1. **Mount Google Drive to Access Data**:
   - The function `mount_drive()` mounts Google Drive to make files stored there accessible. This is necessary for accessing datasets stored in Google Drive from Google Colab.

2. **Define Paths for Data Access and Storage**:
   - The function `define_paths()` sets up file paths for input (the original dataset) and output (processed data). It ensures that the directories exist and are ready for reading and writing data related to the project.

3. **Load NLP Tools from NLTK for Text Processing**:
   - The function `load_nltk_resources()` downloads and initializes various NLP tools from NLTK, such as stopwords, lemmatizer, and stemmer, which are necessary for text preprocessing tasks like removing common stopwords, reducing words to their root forms, and stemming.

    1. **`nltk.download('stopwords')`**: Downloads a list of common words (e.g., "and," "the") that are often removed during text preprocessing.
    2. **`nltk.download('wordnet')`**: Downloads the WordNet lexical database, which is used for lemmatizing words to their base or root forms.
    3. **`nltk.download('omw-1.4')`**: Downloads the Open Multilingual Wordnet, which provides additional linguistic data for WordNet.
    4. **`nltk.download('punkt')`**: Downloads a tokenizer that can split text into sentences and words, used for segmenting text during processing.

In [None]:
import os
import csv
import json
import codecs
import re
import unicodedata
from nltk.corpus import stopwords
from nltk.stem import WordNetLemmatizer, PorterStemmer
from google.colab import drive
import random
import string
import nltk

# Step 1: Mount Google Drive to access files
def mount_drive():
    # Mount Google Drive to make sure we can access the dataset stored in Google Drive.
    drive.mount('/content/drive')

# Step 2: Define paths for input and output data
def define_paths():
    # Define the paths to the corpus and processed data within Google Drive
    corpus_name = "movie-corpus"

* * *

__Requests__:
A - Name every resource that the Colab notebook text passes to nltk.download.
B - Transcribe the part of the Colab notebook text starting at "3. **Load NLP" and ending at "or root forms.".

__Dataset excerpt__:
* * *

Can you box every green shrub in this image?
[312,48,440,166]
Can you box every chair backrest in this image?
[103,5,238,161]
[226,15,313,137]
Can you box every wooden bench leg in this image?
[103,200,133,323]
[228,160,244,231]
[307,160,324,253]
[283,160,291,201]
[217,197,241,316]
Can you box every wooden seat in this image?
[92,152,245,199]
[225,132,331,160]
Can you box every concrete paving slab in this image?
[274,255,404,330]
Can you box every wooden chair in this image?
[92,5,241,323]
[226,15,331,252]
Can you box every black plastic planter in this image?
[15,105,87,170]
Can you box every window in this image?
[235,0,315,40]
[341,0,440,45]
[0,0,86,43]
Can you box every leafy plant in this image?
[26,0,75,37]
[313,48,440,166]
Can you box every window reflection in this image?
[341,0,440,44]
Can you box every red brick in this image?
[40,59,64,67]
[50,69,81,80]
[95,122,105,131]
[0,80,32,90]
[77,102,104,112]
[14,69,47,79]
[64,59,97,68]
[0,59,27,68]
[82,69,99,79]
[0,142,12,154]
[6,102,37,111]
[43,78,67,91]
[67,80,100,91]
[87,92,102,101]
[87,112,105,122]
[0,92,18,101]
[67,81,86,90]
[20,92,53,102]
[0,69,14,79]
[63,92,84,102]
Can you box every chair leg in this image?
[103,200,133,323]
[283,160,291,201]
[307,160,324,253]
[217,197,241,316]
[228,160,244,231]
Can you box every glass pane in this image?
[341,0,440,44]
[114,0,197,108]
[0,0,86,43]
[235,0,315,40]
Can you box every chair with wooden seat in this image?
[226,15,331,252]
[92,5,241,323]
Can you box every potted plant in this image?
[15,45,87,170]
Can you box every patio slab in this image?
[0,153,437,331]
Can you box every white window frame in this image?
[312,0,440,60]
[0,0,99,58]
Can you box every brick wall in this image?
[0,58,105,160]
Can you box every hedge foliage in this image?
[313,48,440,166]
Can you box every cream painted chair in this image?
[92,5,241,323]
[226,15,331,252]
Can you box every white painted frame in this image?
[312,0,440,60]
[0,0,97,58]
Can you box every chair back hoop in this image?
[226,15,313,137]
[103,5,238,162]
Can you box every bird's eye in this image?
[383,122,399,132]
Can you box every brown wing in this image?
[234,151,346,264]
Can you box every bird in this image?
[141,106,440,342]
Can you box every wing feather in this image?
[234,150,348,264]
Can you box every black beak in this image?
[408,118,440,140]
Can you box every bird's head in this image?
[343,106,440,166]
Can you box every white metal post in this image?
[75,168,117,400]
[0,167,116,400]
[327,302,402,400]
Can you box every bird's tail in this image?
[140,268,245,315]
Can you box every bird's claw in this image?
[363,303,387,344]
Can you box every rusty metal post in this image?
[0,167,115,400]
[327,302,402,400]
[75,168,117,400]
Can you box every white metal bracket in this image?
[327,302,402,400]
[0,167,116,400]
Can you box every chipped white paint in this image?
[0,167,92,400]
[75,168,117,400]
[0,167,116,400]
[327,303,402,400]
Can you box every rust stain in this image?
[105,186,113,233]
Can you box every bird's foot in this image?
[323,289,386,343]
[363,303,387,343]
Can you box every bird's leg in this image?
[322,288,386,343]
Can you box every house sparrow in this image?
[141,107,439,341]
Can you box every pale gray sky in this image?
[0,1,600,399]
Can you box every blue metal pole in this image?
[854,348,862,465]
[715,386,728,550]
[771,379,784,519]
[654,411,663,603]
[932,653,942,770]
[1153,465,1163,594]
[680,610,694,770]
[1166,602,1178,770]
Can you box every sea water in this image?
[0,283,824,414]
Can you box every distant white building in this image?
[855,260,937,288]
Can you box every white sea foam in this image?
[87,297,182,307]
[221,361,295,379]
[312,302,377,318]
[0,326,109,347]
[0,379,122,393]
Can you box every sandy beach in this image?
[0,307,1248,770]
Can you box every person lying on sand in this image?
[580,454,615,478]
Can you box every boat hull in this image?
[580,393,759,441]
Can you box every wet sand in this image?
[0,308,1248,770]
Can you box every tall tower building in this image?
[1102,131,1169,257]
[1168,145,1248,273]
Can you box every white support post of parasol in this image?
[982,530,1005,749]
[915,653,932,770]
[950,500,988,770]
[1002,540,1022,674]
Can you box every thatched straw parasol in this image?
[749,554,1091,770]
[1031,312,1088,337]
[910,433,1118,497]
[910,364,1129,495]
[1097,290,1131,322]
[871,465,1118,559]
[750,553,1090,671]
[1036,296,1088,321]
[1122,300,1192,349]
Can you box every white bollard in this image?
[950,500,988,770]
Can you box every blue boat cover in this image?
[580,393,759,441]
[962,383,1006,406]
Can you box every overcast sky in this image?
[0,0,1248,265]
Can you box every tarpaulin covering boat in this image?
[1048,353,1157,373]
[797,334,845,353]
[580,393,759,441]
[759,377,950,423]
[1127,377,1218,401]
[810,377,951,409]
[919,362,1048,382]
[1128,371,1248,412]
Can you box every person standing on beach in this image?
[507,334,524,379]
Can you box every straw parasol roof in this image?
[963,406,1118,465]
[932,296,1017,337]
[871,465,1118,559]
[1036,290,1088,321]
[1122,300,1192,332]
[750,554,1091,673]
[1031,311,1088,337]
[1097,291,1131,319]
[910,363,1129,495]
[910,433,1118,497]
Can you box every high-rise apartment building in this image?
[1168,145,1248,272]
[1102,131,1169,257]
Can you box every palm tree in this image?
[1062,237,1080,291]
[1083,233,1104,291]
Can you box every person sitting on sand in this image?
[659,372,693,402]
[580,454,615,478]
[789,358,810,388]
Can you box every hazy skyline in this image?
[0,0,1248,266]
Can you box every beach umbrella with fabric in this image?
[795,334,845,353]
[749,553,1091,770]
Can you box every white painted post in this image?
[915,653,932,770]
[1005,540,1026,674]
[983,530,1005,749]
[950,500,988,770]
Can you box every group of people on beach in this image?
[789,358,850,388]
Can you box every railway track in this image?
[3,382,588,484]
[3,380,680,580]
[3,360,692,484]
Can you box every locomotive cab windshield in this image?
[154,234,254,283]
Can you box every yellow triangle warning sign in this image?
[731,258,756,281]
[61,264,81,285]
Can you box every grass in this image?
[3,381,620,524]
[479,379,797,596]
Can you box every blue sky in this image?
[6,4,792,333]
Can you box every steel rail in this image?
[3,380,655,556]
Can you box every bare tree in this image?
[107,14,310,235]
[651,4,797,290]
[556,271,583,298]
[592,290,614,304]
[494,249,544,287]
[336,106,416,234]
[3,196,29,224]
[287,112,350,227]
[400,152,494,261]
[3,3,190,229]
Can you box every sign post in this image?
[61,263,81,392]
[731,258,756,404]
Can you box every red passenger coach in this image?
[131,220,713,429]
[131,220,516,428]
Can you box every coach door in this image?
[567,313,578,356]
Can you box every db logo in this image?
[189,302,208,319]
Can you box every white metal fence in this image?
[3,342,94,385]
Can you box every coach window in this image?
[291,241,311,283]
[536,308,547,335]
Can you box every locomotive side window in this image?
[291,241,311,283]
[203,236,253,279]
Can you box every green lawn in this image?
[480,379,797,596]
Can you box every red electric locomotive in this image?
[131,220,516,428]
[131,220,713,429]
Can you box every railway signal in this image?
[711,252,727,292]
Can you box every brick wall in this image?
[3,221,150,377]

* * *

__Solutions to the tasks__:
A - stopwords, wordnet, omw-1.4, punkt

B -
3. **Load NLP Tools from NLTK for Text Processing**:
   - The function `load_nltk_resources()` downloads and initializes various NLP tools from NLTK, such as stopwords, lemmatizer, and stemmer, which are necessary for text preprocessing tasks like removing common stopwords, reducing words to their root forms, and stemming.

    1. **`nltk.download('stopwords')`**: Downloads a list of common words (e.g., "and," "the") that are often removed during text preprocessing.
    2. **`nltk.download('wordnet')`**: Downloads the WordNet lexical database, which is used for lemmatizing words to their base or root forms.